======== 文档摘录

编程 Python

python3实现抓取网页资源的 N 种方法

Posted in Python onMay 02, 2017

这两天学习了python3实现抓取网页资源的方法，发现了很多种方法，所以，今天添加一点小笔记。

1、最简单

import urllib.request
response = urllib.request.urlopen('http://python.org/')
html = response.read()

2、使用 Request

import urllib.request
 
req = urllib.request.Request('http://python.org/')
response = urllib.request.urlopen(req)
the_page = response.read()

3、发送数据

#! /usr/bin/env python3
 
import urllib.parse
import urllib.request
 
url = 'http://localhost/login.php'
user_agent = 'Mozilla/4.0 (compatible; MSIE 5.5; Windows NT)'
values = {
     'act' : 'login',
     'login[email]' : 'yzhang@i9i8.com',
     'login[password]' : '123456'
     }
 
data = urllib.parse.urlencode(values)
req = urllib.request.Request(url, data)
req.add_header('Referer', 'http://www.python.org/')
response = urllib.request.urlopen(req)
the_page = response.read()
 
print(the_page.decode("utf8"))

================
======== 记录集合

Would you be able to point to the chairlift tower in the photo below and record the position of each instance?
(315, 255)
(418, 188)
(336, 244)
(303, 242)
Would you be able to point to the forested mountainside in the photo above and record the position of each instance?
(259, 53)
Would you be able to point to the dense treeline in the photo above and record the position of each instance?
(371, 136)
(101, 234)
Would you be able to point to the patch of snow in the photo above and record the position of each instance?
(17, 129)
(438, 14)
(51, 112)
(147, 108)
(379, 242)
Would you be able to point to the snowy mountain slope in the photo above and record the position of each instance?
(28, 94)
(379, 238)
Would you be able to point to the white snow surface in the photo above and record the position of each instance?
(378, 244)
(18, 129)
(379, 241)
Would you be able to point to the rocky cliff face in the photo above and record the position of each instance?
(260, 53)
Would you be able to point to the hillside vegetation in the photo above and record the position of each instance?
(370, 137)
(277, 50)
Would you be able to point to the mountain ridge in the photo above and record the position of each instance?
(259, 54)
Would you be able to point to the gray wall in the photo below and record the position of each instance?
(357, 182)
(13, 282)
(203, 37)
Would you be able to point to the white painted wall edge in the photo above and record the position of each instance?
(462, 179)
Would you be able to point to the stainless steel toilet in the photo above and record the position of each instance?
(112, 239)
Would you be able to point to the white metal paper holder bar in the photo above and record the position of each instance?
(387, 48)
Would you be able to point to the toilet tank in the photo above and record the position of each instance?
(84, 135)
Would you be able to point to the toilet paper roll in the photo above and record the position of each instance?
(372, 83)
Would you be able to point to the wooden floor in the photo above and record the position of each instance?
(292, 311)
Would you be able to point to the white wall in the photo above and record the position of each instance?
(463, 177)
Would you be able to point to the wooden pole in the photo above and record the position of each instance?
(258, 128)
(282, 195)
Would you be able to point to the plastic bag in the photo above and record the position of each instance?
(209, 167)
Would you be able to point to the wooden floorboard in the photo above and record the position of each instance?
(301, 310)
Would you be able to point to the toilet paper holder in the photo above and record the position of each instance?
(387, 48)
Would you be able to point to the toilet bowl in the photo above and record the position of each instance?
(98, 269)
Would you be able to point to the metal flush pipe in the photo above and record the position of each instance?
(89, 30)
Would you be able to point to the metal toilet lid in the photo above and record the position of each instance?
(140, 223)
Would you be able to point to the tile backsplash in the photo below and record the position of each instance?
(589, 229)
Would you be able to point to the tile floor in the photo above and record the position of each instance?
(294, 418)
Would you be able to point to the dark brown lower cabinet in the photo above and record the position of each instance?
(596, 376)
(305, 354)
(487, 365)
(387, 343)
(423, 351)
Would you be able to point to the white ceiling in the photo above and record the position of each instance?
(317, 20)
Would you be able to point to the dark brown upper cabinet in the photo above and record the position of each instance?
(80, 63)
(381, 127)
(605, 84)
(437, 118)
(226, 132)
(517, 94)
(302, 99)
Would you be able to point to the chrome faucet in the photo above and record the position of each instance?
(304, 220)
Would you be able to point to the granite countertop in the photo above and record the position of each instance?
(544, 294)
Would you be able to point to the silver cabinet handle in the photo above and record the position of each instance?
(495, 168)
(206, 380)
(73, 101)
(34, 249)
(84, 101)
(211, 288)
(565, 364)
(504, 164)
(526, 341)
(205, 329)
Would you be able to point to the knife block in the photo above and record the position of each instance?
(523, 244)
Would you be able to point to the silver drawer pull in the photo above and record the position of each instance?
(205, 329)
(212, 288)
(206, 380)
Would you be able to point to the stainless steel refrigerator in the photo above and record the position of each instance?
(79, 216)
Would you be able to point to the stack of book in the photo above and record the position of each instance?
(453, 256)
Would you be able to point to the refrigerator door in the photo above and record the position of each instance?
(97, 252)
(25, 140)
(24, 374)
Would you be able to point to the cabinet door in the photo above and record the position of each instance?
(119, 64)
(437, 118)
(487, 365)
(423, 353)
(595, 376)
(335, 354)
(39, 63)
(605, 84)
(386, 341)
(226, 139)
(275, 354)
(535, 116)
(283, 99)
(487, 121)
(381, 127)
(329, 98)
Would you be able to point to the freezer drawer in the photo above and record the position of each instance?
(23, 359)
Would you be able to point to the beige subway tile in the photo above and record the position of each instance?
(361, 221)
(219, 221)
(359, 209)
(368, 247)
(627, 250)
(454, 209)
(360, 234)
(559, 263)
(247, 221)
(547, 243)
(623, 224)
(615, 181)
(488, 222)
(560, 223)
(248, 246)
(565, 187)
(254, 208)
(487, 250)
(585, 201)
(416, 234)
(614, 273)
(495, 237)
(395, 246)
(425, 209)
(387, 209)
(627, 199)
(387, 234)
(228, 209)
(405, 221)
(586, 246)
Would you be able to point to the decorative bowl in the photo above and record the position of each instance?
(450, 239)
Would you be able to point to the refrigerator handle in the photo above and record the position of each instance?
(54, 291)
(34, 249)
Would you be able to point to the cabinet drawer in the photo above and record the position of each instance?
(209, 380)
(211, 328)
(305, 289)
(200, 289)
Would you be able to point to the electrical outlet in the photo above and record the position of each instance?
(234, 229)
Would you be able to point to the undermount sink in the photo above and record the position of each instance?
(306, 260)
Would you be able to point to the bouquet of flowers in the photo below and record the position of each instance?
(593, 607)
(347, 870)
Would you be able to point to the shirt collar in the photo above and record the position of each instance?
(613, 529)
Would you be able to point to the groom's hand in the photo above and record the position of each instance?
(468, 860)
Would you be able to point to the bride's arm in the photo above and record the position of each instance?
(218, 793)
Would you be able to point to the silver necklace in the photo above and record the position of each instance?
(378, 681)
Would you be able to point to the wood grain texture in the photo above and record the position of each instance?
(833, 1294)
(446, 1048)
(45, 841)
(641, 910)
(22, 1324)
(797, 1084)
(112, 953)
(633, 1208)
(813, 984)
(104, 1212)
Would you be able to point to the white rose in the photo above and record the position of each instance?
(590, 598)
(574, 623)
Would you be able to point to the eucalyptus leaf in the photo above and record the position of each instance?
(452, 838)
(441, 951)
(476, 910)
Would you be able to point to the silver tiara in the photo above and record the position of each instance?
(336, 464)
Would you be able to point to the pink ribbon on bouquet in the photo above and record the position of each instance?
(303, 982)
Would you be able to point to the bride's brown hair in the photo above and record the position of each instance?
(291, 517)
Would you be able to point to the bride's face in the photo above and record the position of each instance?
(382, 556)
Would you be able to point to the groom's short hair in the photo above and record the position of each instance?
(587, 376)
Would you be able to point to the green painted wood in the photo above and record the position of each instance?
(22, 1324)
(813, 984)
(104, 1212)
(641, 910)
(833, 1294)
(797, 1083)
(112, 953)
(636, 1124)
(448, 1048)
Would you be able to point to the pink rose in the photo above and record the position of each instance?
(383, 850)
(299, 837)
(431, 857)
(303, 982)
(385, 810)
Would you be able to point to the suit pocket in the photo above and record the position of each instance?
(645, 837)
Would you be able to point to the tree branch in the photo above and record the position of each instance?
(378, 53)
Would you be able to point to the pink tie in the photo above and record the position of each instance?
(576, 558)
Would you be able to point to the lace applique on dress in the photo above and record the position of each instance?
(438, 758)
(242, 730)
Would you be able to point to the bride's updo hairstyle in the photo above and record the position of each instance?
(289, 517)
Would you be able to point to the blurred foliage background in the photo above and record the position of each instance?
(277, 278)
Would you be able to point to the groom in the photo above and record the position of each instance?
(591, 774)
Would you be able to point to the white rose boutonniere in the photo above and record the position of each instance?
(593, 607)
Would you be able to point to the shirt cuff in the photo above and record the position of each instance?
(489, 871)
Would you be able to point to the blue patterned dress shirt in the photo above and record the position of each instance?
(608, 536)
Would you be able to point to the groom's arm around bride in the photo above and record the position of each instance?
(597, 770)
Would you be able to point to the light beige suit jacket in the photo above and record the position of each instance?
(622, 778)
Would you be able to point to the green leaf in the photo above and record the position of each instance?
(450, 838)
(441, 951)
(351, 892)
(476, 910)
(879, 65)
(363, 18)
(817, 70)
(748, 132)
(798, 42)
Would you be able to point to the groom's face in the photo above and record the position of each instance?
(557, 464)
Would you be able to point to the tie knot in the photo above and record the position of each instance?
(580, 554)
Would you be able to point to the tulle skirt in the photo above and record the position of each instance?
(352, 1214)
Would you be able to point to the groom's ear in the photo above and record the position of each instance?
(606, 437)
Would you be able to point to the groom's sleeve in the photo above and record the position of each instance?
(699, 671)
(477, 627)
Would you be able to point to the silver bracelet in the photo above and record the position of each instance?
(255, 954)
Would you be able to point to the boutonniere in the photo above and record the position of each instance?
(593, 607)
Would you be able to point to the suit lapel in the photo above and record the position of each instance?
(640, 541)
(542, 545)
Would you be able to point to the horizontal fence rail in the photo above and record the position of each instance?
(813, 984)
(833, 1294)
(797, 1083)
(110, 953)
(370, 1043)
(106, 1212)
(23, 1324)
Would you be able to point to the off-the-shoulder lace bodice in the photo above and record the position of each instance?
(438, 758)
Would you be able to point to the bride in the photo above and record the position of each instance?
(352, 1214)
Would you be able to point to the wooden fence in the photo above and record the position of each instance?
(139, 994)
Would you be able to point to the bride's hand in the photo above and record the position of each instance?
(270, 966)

================

→ **书面任务**
1. 请原样给出网页抓取笔记中从“#! /usr/bin/env python3”到“data = urllib.parse.urlencode(values)”的文字，首尾两处都要包括。
2. 在网页抓取笔记的“发送数据”方法里，变量 url 被赋的是哪个地址？
3. 接着网页抓取笔记最后一行往下续写。
这些条目与上面的网页抓取笔记互不相关，是单独的材料。

→ **任务解答**
1.
#! /usr/bin/env python3
 
import urllib.parse
import urllib.request
 
url = 'http://localhost/login.php'
user_agent = 'Mozilla/4.0 (compatible; MSIE 5.5; Windows NT)'
values = {
     'act' : 'login',
     'login[email]' : 'yzhang@i9i8.com',
     'login[password]' : '123456'
     }
 
data = urllib.parse.urlencode(values)

2. http://localhost/login.php

3.
4、发送数据和header

#! /usr/bin/env python3
 
import urllib.parse
import urllib.request
 
url = 'http://localhost/login.php'
user_agent = 'Mozilla/4.0 (compatible; MSIE 5.5; Windows NT)'
values = {
     'act' : 'login',
     'login[email]' : 'yzhang@i9i8.com',
     'login[password]' : '123456'
     }
headers = { 'User-Agent' : user_agent }
 
data = urllib.parse.urlencode(values)
req = urllib.request.Request(url, data, headers)
response = urllib.request.urlopen(req)
the_page = response.read()
 
print(the_page.decode("utf8"))

5、http 错误

#! /usr/bin/env python3
 
import urllib.request
 
req = urllib.request.Request('http://www.python.org/fish.html')
try:
  urllib.request.urlopen(req)
except urllib.error.HTTPError as e:
  print(e.code)
  print(e.read().decode("utf8"))

6、异常处理1

#! /usr/bin/env python3
 
from urllib.request import Request, urlopen
from urllib.error import URLError, HTTPError
req = Request("http://twitter.com/")
try:
  response = urlopen(req)
except HTTPError as e:
  print('The server couldn\'t fulfill the request.')
  print('Error code: ', e.code)
except URLError as e:
  print('We failed to reach a server.')
  print('Reason: ', e.reason)
else:
  print("good!")
  print(response.read().decode("utf8"))

7、异常处理2

#! /usr/bin/env python3
 
from urllib.request import Request, urlopen
from urllib.error import URLError
req = Request("http://twitter.com/")
try:
  response = urlopen(req)
except URLError as e:
  if hasattr(e, 'reason'):
    print('We failed to reach a server.')
    print('Reason: ', e.reason)
  elif hasattr(e, 'code'):
    print('The server couldn\'t fulfill the request.')
    print('Error code: ', e.code)
else:
  print("good!")
  print(response.read().decode("utf8"))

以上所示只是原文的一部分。